Items listed in a dataset:
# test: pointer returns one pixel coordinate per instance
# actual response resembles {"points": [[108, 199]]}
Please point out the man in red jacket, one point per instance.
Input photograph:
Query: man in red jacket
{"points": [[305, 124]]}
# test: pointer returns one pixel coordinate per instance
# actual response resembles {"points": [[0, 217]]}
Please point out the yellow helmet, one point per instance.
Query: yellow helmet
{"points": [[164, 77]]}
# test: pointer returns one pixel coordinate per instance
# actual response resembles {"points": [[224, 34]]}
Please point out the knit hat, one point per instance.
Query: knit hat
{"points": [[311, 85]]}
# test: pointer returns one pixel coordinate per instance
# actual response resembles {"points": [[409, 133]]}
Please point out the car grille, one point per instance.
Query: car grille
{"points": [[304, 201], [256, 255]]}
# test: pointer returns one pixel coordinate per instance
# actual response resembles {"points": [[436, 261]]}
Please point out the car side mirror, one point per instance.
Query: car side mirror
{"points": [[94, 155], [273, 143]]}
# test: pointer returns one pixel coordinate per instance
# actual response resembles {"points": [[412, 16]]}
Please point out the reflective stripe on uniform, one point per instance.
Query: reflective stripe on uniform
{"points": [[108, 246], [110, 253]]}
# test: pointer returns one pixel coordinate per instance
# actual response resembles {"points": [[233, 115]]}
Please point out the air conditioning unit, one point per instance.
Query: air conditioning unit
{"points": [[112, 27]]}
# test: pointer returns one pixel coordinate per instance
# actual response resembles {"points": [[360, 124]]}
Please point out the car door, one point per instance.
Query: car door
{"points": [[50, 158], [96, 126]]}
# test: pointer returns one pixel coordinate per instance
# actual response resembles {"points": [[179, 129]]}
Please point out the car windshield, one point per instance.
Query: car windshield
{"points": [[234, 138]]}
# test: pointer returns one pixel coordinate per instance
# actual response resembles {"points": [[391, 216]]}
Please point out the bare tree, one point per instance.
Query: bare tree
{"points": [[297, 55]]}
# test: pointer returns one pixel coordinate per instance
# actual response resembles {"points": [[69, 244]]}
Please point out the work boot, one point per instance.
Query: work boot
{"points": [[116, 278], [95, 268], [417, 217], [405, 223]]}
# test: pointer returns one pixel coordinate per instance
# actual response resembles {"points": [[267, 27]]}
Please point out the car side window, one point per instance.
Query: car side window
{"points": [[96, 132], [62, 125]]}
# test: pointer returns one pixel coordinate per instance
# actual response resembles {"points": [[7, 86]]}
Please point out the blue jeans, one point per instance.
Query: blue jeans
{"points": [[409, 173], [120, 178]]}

What to do — Go through the data above and return every line exactly.

Task response —
# test: pointer returns one pixel coordinate per instance
# actual response resembles {"points": [[108, 199]]}
Please point out the man in red jacket, one point per instance.
Input photograph:
Query: man in red jacket
{"points": [[305, 124]]}
# test: pointer returns one pixel coordinate per instance
# actual response resembles {"points": [[0, 217]]}
Please point out the yellow helmet, one point per instance.
Query: yellow helmet
{"points": [[164, 77]]}
# test: pointer returns one pixel coordinate per instance
# actual response resembles {"points": [[224, 34]]}
Please point out the knit hat, one point per instance.
Query: knit hat
{"points": [[311, 85]]}
# test: pointer returns one pixel coordinate per instance
# actual response resembles {"points": [[409, 133]]}
Please point out the car grille, one point per instance.
Query: car grille
{"points": [[304, 201], [256, 255]]}
# test: pointer returns one pixel coordinate per instance
# actual response resembles {"points": [[436, 261]]}
Please point out the car side mirror, one point per instance.
Query: car side mirror
{"points": [[94, 155], [273, 143]]}
# test: pointer returns one pixel coordinate per instance
# actual response resembles {"points": [[412, 16]]}
Please point out the reflective stripe on uniform, one point per instance.
Query: reflective stripe on uniform
{"points": [[108, 246], [110, 253]]}
# test: pointer returns one pixel coordinate per instance
# actual response resembles {"points": [[233, 115]]}
Please point out the air conditioning unit, one point per instance.
Query: air conditioning unit
{"points": [[112, 27]]}
# test: pointer returns one pixel coordinate per instance
# actual response resembles {"points": [[360, 124]]}
Please point out the car door, one point per instance.
Query: car door
{"points": [[50, 158], [96, 126]]}
# test: pointer returns one pixel coordinate per instance
# actual response resembles {"points": [[179, 129]]}
Please point out the car windshield, one point per instance.
Query: car windshield
{"points": [[234, 138]]}
# test: pointer returns one pixel coordinate per instance
# actual response resembles {"points": [[391, 216]]}
Please point out the bare tree, one point per instance.
Query: bare tree
{"points": [[297, 55]]}
# test: pointer returns one pixel coordinate per instance
# actual response resembles {"points": [[69, 244]]}
Please point out the work boot, one point per instance.
Query: work boot
{"points": [[116, 278], [95, 268], [417, 217], [405, 223]]}
# test: pointer returns one pixel coordinate per instance
# actual response resembles {"points": [[267, 27]]}
Please point out the car side window, one point per instance.
Query: car side window
{"points": [[96, 132], [62, 125]]}
# test: pointer returns one pixel coordinate per instance
# actual response resembles {"points": [[7, 86]]}
Please point out the blue jeans, one point per instance.
Query: blue jeans
{"points": [[409, 173], [120, 178]]}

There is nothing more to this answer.